▶ [YOUR INSTRUCTIONS]: Report every line below that contains the string "given", copying each in full.
○ ○ ○
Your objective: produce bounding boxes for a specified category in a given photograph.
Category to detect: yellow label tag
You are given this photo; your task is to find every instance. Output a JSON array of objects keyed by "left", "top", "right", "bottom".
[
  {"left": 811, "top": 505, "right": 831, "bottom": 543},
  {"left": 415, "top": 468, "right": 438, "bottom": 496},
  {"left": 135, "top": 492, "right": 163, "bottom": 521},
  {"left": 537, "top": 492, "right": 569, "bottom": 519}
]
○ ○ ○
▶ [SOLUTION FOR THIS PROBLEM]:
Your objective: produce bounding boxes for a specified category in a given photograph.
You are given this photo; your task is to find every instance. Output a JSON array of objects keyed by "left", "top", "right", "bottom".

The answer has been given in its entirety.